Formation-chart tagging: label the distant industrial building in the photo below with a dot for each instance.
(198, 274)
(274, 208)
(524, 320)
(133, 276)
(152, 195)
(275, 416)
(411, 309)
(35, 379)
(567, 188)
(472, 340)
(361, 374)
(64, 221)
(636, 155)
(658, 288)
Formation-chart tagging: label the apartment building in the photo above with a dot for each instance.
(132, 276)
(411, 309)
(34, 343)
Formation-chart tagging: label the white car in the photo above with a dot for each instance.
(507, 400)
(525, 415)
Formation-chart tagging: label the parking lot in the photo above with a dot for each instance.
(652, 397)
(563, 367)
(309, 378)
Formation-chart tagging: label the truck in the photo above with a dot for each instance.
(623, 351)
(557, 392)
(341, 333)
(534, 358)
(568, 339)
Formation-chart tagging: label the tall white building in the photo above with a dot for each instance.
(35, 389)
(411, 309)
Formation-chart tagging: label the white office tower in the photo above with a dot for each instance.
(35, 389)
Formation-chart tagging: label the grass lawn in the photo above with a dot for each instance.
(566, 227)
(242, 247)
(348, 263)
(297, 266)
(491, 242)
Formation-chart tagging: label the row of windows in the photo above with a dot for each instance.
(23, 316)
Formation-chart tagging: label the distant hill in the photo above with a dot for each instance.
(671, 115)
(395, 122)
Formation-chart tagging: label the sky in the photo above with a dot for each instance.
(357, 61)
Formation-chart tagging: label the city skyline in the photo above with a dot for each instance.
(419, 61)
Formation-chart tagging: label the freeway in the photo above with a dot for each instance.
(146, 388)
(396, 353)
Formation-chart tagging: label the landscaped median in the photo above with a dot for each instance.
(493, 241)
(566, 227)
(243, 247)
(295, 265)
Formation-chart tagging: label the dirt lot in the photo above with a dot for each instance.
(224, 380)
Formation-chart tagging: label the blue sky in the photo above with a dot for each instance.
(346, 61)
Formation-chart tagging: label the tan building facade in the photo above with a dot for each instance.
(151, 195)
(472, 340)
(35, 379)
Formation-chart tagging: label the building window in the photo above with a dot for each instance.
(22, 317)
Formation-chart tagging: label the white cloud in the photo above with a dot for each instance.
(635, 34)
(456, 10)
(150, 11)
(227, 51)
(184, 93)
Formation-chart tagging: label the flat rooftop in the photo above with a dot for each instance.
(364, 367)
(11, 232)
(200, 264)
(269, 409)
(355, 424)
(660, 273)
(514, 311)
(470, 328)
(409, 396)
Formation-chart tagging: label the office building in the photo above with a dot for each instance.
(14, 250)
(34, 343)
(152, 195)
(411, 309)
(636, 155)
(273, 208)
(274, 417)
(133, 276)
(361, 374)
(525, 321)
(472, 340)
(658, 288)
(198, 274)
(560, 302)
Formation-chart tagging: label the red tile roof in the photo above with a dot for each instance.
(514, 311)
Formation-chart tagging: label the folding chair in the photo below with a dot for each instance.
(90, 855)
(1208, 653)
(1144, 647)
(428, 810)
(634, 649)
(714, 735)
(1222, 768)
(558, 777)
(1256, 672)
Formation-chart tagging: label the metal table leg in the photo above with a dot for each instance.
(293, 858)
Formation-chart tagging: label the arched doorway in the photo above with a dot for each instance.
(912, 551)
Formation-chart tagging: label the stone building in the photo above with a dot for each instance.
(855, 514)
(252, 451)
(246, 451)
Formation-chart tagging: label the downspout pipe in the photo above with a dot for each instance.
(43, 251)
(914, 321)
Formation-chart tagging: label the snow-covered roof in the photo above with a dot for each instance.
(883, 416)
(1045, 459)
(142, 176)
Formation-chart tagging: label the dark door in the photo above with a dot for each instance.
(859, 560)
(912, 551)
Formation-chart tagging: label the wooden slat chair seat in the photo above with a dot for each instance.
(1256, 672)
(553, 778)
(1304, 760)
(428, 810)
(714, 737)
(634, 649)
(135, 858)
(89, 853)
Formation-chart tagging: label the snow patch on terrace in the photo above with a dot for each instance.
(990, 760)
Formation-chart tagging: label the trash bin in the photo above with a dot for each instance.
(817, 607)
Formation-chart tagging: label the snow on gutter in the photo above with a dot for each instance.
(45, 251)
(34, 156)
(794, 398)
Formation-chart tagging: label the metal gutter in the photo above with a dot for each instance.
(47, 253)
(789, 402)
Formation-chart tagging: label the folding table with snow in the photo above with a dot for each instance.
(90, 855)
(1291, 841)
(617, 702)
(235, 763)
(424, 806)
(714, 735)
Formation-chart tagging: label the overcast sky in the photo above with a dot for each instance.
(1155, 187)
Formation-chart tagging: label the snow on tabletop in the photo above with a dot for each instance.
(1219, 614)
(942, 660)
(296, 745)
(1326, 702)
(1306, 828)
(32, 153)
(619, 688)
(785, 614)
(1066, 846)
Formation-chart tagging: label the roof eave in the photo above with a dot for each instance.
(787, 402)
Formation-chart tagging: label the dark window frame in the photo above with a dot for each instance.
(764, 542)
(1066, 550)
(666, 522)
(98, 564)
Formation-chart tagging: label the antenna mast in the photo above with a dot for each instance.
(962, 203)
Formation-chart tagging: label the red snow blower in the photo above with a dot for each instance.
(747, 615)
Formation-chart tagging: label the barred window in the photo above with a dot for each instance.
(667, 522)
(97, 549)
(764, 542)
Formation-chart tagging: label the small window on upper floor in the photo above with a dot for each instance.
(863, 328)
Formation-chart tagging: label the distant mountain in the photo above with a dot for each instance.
........
Directions for this task:
Your answer must be the full listing above, printed exactly as it stands.

Exercise answer:
Formation-chart tagging: label the distant industrial building in the photo below with a dot for each instance.
(198, 274)
(274, 208)
(524, 320)
(133, 276)
(152, 195)
(275, 416)
(411, 309)
(35, 379)
(567, 188)
(472, 340)
(361, 374)
(64, 221)
(636, 155)
(658, 288)
Formation-chart tagging: label the apartment building in the photo above with a dot for each instance.
(132, 276)
(411, 309)
(34, 343)
Formation-chart tagging: label the white car in the photo above with a dot for each instance.
(507, 400)
(525, 415)
Formation-chart tagging: label the parking lot in the photo above with a dot for each instance.
(652, 397)
(563, 367)
(309, 378)
Formation-chart tagging: label the truck in the photo above with a dot for each instance.
(623, 351)
(557, 392)
(341, 333)
(534, 358)
(568, 339)
Formation-chart tagging: label the tall white building in the photo above with a dot for each instance.
(35, 389)
(411, 309)
Formation-chart tagging: label the white office tower in the photo above with a dot for each instance.
(35, 389)
Formation-chart tagging: label the grass lawn in the photo above with a dot for each instance.
(566, 227)
(242, 247)
(348, 263)
(297, 266)
(491, 242)
Formation-chart tagging: label the row of windows in the photo above with a dot for each instance.
(23, 316)
Formation-chart tagging: label the distant hill in the photo above with a dot for each instance.
(671, 115)
(395, 122)
Formation-chart tagging: label the sky in the photo above with a dot for each instance.
(357, 61)
Formation-chart tagging: label the city skyline in the photo above with a dot for each instance.
(419, 61)
Formation-chart tagging: label the freeway in the photo above with a dot for each instance.
(146, 388)
(396, 353)
Formation-chart tagging: label the landscaped median in the photo above with a dot for each instance.
(493, 241)
(566, 227)
(243, 247)
(295, 265)
Formation-chart tagging: label the dirt lot in the photo above with a dot for each instance.
(224, 380)
Formation-chart tagging: label the blue sky in the photo above with a dot for each instance.
(346, 61)
Formation-chart tagging: label the tan building facade in the photo above with a dot for each instance.
(151, 195)
(472, 340)
(35, 379)
Formation-chart tagging: label the building window in the photo above with a dot for each instance.
(22, 317)
Formation-chart tagging: label the white cloud in the photo above with a dot for each instance.
(635, 34)
(456, 10)
(150, 11)
(227, 51)
(184, 93)
Formation-chart tagging: label the flat rooftop in the photo above with a dot for each instance.
(364, 367)
(11, 232)
(200, 264)
(269, 409)
(355, 424)
(660, 273)
(514, 311)
(470, 328)
(409, 396)
Formation-chart tagging: label the office building in the photo above with a dot for each instance.
(14, 250)
(34, 343)
(152, 195)
(411, 309)
(636, 155)
(273, 208)
(274, 417)
(133, 276)
(361, 374)
(525, 321)
(472, 340)
(658, 288)
(198, 274)
(560, 302)
Formation-chart tagging: label the red tile roof in the photo above with a dot for each instance.
(514, 311)
Formation-chart tagging: label the folding chair in the photo below with a dot for each instance.
(90, 855)
(1208, 653)
(1144, 647)
(428, 810)
(634, 649)
(714, 735)
(1222, 768)
(558, 777)
(1256, 672)
Formation-chart tagging: label the metal table leg in the photo above with a dot for each instance.
(293, 858)
Formation-chart tagging: label the arched doorway in the photo above with a dot for each instance.
(912, 551)
Formation-chart tagging: label the stone building in the photo above with a dot for each instance.
(855, 514)
(252, 451)
(246, 451)
Formation-chart tagging: label the downspout pipe in the photo above with a dot for each instance.
(43, 251)
(914, 321)
Formation-chart tagging: label the snow-covered roof in the photo above with a dot for each instance.
(883, 416)
(1045, 459)
(142, 176)
Formation-chart tagging: label the dark door in the photo above with a dot for each instance.
(859, 560)
(912, 551)
Formation-chart tagging: label the wooden slat chair seat in the photo above with a dot for each instance.
(1256, 672)
(553, 778)
(1304, 760)
(428, 810)
(714, 737)
(634, 649)
(135, 858)
(89, 853)
Formation-chart tagging: label the snow patch on terrace in the photo above with a dot for each instance.
(990, 760)
Formation-chart tagging: label the trash bin in the photo above with a dot for each instance.
(817, 607)
Formation-chart tagging: label the snow on gutter in the photo above with a dot for each instance.
(45, 251)
(34, 156)
(794, 398)
Formation-chart tagging: label the metal gutter in the photo above with a dot for each instance.
(47, 253)
(789, 402)
Formation-chart tagging: label the folding table with snow in the photo above with a dot for each instance.
(90, 855)
(1291, 841)
(617, 702)
(235, 763)
(424, 806)
(714, 735)
Formation-chart tagging: label the overcast sky in the photo above with a dot for each instance.
(1155, 187)
Formation-chart tagging: label the snow on tabletop in the photo above with a dot for each instance.
(1219, 614)
(942, 660)
(296, 745)
(1326, 702)
(1306, 828)
(32, 153)
(619, 688)
(785, 614)
(1066, 846)
Formation-chart tagging: label the roof eave in the photo above with a dot for each instance.
(787, 402)
Formation-chart tagging: label the dark window frame in the photo above with a dot for each instance.
(764, 542)
(1066, 550)
(666, 522)
(98, 564)
Formation-chart tagging: label the antenna mast in the photo above with a dot for each instance.
(962, 203)
Formation-chart tagging: label the red snow blower in the photo above with a dot for each instance.
(747, 615)
Formation-chart tagging: label the barred window in the photo above with a dot for each instance.
(667, 522)
(97, 549)
(764, 542)
Formation-chart tagging: label the small window on upper floor in the photo above with a dot for each instance.
(863, 328)
Formation-chart tagging: label the distant mountain in the photo above with a dot for each instance.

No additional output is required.